■ **SUPPLIED TEXT**

+++

Investigation: Once a report is sent to the private list of the projects management committee, the process of triage and investigation varies in time depending on the project, availability of resources, and number of issues to be assessed.  As we send reports to this private list it does not reach every project committer, so there is a much smaller limited set of people in each project able to investigate and respond.  As a general guideline we try to ensure projects have triaged issues within 90 days of the report.  The ASF security team chase any untriaged issues over 90 days old.

Fix: Once a security issue is triaged and accepted, the timeline for the fixing of issues depends on the schedules of the projects themselves.  Issues of lower severity are most often held to future pre-planned releases.

Announcement: Our process allows projects up to a few days between a fix release being pushed and the announcement of the vulnerability, to let mirrors catch up.  All vulnerabilities are announced via the announce@apache.org list.  We now aim to have them appear in the public Mitre list within a day of the announcement.

+++

■ **YOUR GOAL**
Reproduce the passage on the ASF security process for investigating, fixing, and announcing vulnerabilities word for word, in full.

■ **DATASET EXTRACT**
+++

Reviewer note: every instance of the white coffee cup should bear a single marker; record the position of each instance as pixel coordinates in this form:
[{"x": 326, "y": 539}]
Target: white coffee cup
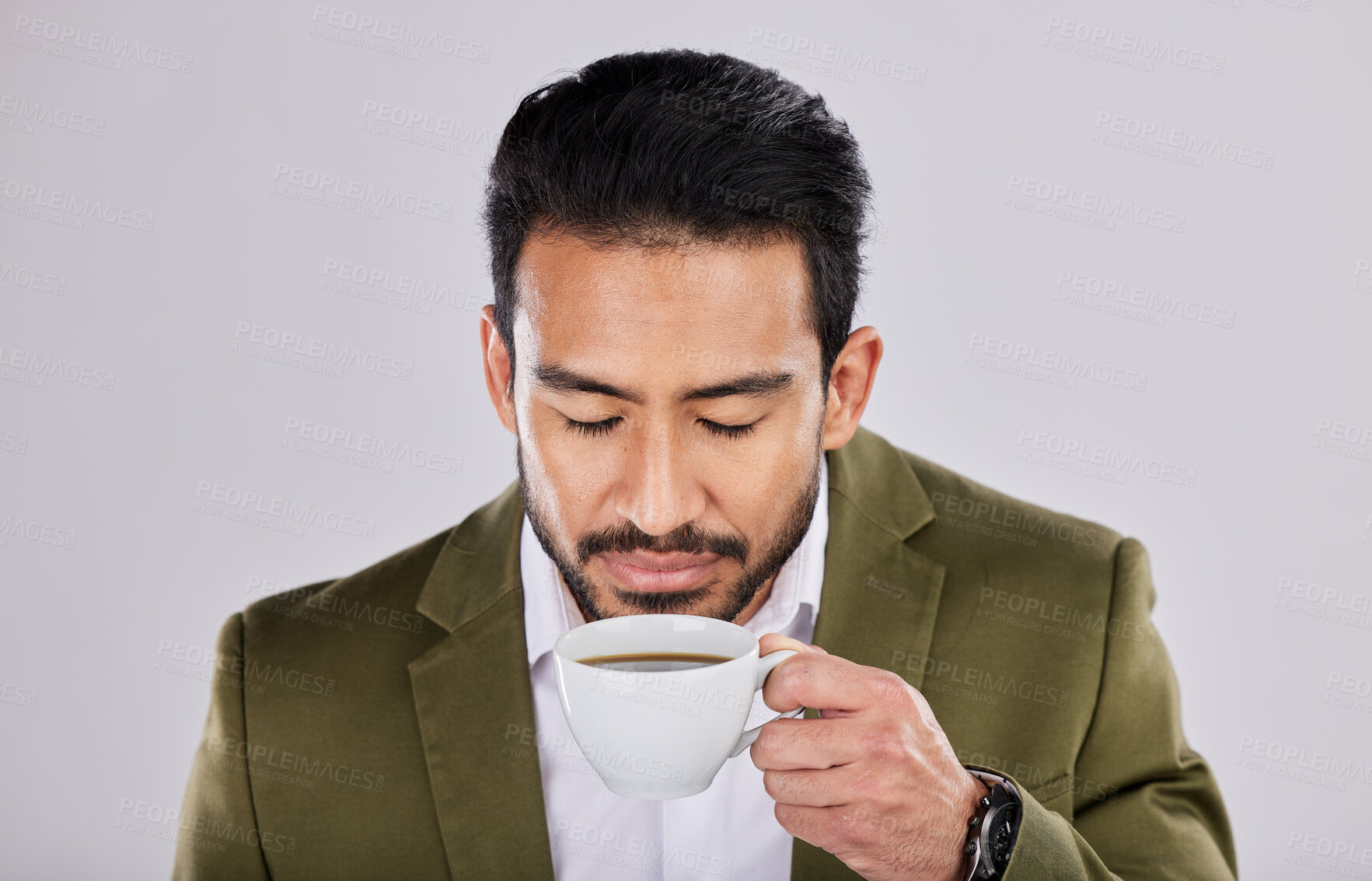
[{"x": 662, "y": 735}]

+++

■ **FINAL ANSWER**
Investigation: Once a report is sent to the private list of the projects management committee, the process of triage and investigation varies in time depending on the project, availability of resources, and number of issues to be assessed.  As we send reports to this private list it does not reach every project committer, so there is a much smaller limited set of people in each project able to investigate and respond.  As a general guideline we try to ensure projects have triaged issues within 90 days of the report.  The ASF security team chase any untriaged issues over 90 days old.

Fix: Once a security issue is triaged and accepted, the timeline for the fixing of issues depends on the schedules of the projects themselves.  Issues of lower severity are most often held to future pre-planned releases.

Announcement: Our process allows projects up to a few days between a fix release being pushed and the announcement of the vulnerability, to let mirrors catch up.  All vulnerabilities are announced via the announce@apache.org list.  We now aim to have them appear in the public Mitre list within a day of the announcement.